── DATA ROWS

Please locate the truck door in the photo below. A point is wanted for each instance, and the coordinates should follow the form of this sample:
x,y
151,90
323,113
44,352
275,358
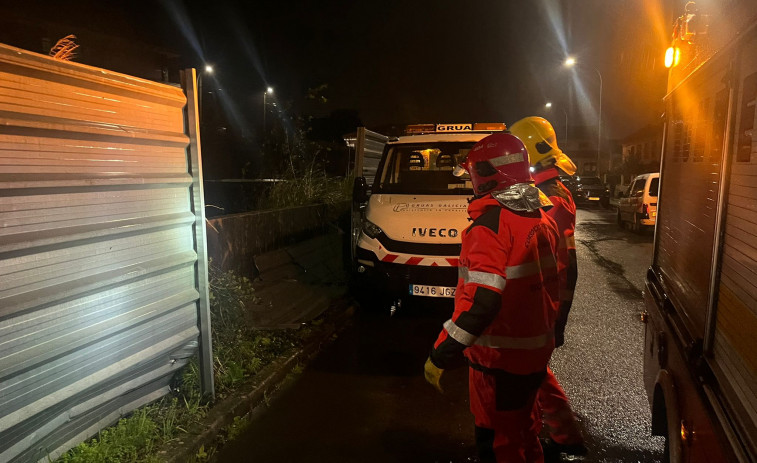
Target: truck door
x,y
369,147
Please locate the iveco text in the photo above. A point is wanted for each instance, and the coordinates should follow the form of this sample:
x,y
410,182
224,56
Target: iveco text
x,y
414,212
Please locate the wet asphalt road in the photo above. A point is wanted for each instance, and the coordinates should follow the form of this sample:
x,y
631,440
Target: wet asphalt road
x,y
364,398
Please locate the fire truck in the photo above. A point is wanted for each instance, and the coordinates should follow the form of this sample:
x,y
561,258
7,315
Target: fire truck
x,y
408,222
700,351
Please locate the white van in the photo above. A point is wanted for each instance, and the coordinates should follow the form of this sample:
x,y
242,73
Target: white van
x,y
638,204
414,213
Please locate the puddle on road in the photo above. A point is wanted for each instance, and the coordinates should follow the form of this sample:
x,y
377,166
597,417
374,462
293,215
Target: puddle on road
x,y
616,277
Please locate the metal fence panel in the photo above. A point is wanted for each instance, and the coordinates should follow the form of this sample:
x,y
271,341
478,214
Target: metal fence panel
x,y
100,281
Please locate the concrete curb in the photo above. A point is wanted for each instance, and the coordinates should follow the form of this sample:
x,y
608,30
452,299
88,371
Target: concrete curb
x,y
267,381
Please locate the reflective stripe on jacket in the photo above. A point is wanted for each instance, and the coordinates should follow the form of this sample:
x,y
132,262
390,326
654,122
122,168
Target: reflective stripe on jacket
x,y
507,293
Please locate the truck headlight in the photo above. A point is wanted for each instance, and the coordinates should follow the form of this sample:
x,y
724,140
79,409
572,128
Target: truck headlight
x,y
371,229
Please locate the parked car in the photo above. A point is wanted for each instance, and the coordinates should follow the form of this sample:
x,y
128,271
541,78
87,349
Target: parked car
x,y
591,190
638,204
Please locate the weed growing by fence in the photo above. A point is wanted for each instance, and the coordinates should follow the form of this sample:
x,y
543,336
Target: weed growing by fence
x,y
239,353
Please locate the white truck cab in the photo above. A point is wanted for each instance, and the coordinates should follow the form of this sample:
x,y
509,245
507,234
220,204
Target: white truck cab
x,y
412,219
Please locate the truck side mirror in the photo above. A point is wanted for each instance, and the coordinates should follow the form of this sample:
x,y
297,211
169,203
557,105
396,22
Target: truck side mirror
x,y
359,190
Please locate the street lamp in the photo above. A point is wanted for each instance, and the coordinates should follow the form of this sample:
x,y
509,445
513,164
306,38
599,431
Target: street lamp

────
── DATA ROWS

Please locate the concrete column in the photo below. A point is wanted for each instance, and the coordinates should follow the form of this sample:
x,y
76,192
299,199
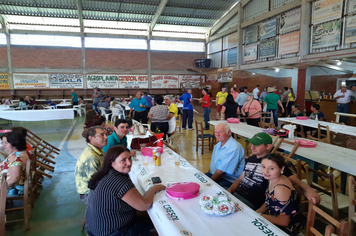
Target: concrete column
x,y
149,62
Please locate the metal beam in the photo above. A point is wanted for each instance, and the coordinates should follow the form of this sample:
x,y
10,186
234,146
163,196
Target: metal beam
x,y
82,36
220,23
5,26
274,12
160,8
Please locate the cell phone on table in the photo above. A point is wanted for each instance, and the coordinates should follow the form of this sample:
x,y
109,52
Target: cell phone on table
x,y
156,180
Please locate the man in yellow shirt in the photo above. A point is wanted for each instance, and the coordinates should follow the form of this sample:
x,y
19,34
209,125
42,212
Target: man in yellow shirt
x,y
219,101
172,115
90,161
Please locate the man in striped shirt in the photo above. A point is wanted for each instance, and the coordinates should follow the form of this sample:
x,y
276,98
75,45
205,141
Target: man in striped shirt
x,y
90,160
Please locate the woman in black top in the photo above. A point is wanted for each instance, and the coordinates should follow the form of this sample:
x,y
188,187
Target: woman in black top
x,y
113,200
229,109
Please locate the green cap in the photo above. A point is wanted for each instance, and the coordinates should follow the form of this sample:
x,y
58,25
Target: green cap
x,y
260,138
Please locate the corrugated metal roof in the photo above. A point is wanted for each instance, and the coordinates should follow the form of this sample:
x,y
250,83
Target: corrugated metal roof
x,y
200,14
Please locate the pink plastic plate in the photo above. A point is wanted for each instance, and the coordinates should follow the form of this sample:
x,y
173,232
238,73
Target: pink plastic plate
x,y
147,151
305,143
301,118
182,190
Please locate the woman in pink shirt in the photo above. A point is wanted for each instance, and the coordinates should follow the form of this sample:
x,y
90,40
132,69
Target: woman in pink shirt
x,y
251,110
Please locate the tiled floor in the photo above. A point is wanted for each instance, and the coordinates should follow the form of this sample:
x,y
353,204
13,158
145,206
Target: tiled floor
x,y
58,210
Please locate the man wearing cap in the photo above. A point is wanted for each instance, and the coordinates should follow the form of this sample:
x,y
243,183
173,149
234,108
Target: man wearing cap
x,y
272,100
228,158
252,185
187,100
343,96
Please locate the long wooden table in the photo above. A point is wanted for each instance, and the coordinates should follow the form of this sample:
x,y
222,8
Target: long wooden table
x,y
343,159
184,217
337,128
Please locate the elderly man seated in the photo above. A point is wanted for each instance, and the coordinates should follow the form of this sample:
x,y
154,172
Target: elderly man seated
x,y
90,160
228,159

────

-- WRITTEN INSTRUCTION --
Copy out every line of the records that contains the word "mirror". Uppercase and lowercase count as different letters.

-- TASK ANSWER --
Please locate the truck side mirror in the photo above. A point is wanted for each instance, and the coordinates should follow the form of this sample:
Target: truck side mirror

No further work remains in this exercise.